**Tarea planteada:** Convierte en tabla Markdown, con las columnas n (número de fila) y Línea, el tramo de los registros que abre con la línea que contiene "deck using a bounding box." y cierra con el final de los registros, ambos extremos incluidos. Deja fuera las líneas en blanco.

**Material de partida:**
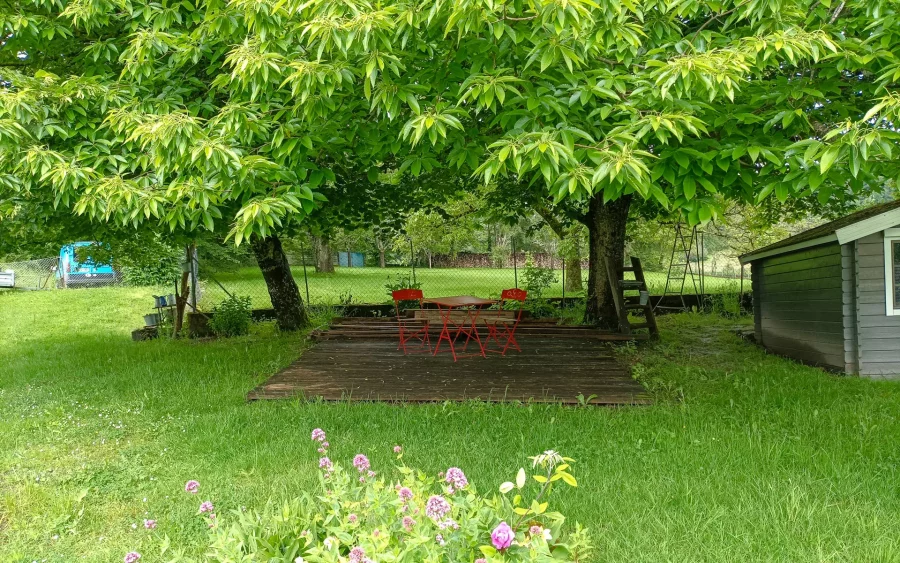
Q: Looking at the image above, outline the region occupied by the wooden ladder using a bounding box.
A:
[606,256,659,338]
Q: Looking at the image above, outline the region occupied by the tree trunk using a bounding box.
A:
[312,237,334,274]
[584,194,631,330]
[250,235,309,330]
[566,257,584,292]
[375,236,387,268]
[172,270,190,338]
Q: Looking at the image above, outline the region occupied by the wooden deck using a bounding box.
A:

**Respuesta del ejercicio:**
| n | Línea |
|---|---|
| 1 | Q: Looking at the image above, outline the region occupied by the wooden deck using a bounding box. |
| 2 | A: |